(Extract begins)

Member of the Maine House of Representatives
- Incumbent
- Assumed office December 7, 2022
- Preceded by: Sherman Hutchins
- Constituency: 131st district
- In office December 5, 2018 – December 7, 2022
- Succeeded by: James Worth
- Constituency: 131st district

Personal details
- Party: Democratic
- Spouse: Bob Kelly
- Children: 1
- Education: Alfred University (B.A.) University of New England (MSW)

= Lori Gramlich =

American politician

Lori Kathryn Gramlich is an American politician and social worker. She is serving in the Maine House of Representatives from the 131st district, as well as a faculty position at the University of Southern Maine. Gramlich was sexually abused as a child, and has proposed laws dealing with abuse, gender and environmental issues.

==Biography==
Gramlich has lived in Maine for 35 years. She is married to Bob Kelly, and they have one child. Gramlich is also currently serving as a field coordinator and professor at the University of Southern Maine.

In 2018, Gramlich ran for the Maine House of Representatives, beating former Representative Sharri MacDonald in the general election. She assumed office on December 5, 2018. She ran for re-election in 2020, beating MacDonald by a narrower margin than in 2018.

==Political positions==
===Crime===
Gramlich, herself a sexual abuse survivor, introduced legislation that made it easier for people who were victims of sexual abuse as children to file civil lawsuits against their abusers. While Maine had already eliminated the statute of limitations on civil lawsuits brought by these survivors in 2000, the bill did not apply retroactively, making it more difficult for people who were victims as children to bring a case. The bill introduced by Gramlich applied retroactively.

===Environment===
In 2021, Gramlich introduced a bill that would ban single-use plastic water bottles, with the exception of plastic bottles containing flavored or carbonated drinks. The bill would also not apply during public health or safety emergencies declared by the Governor of Maine. WMTW reported that Gramlich commented "We know there is a lot of plastic waste in our ocean, and this is a step in the direction to begin to hopefully decrease some of that". The bill faced significant opposition from the foodservice industry, as well as grocery stores, truckers, and bottled water producers. They cited the financial burden the ban would have on their businesses.

(Extract ends)
(Data shown begins)

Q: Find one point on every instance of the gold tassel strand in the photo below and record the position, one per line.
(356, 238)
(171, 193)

(Data shown ends)
(Data shown begins)

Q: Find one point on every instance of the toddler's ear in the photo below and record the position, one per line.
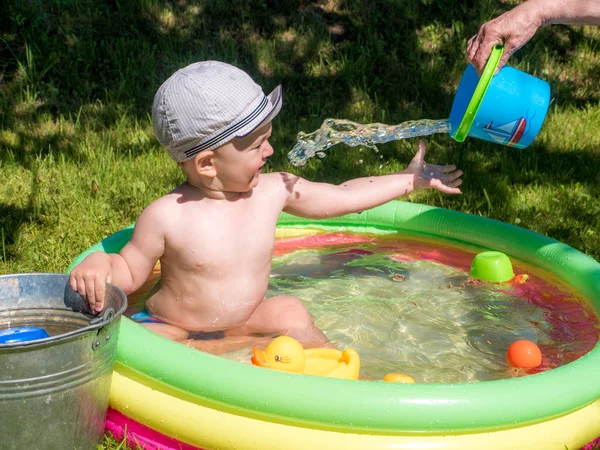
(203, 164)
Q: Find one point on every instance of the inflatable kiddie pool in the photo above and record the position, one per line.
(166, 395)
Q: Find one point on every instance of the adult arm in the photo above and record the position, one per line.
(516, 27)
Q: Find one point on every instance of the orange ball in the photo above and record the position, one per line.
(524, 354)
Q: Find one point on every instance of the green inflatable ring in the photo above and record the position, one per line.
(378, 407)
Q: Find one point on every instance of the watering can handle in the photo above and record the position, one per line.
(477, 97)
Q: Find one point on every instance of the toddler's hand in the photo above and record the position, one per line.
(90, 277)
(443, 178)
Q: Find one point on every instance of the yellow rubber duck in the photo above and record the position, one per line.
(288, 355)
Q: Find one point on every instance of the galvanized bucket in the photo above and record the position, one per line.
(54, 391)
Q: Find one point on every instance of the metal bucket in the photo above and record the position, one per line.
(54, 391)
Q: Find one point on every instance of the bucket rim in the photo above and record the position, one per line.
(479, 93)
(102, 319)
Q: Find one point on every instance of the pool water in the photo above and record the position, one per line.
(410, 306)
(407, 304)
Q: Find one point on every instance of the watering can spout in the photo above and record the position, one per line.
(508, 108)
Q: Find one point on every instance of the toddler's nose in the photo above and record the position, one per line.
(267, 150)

(Data shown ends)

Brief 1 ->
According to the Lori Gramlich article, in what year had Maine eliminated the statute of limitations on civil lawsuits brought by survivors of child sexual abuse?
Brief 2 ->
Extend the Lori Gramlich article past its final sentence.

Answer section 1 ->
2000

Answer section 2 ->
Gramlich also introduced a bill that banned the use of per- and polyfluoroalkyl substances, known as "PFAS" or "forever chemicals", the latter attributed to the long life of the plastic. The ban will take place in 2030, and starting in 2023, any manufacturer in Maine planning to use PFAS has to disclose their use and rationale.

===Queer people===
In 2019, Gramlich co-sponsored a bill that banned all forms of conversion therapy for queer people in Maine. When an amendment on the bill was proposed to only ban "aversive" methods of treatment, Gramlich spoke out against the amendment, calling all forms of conversion therapy "abusive, unethical and oppressive".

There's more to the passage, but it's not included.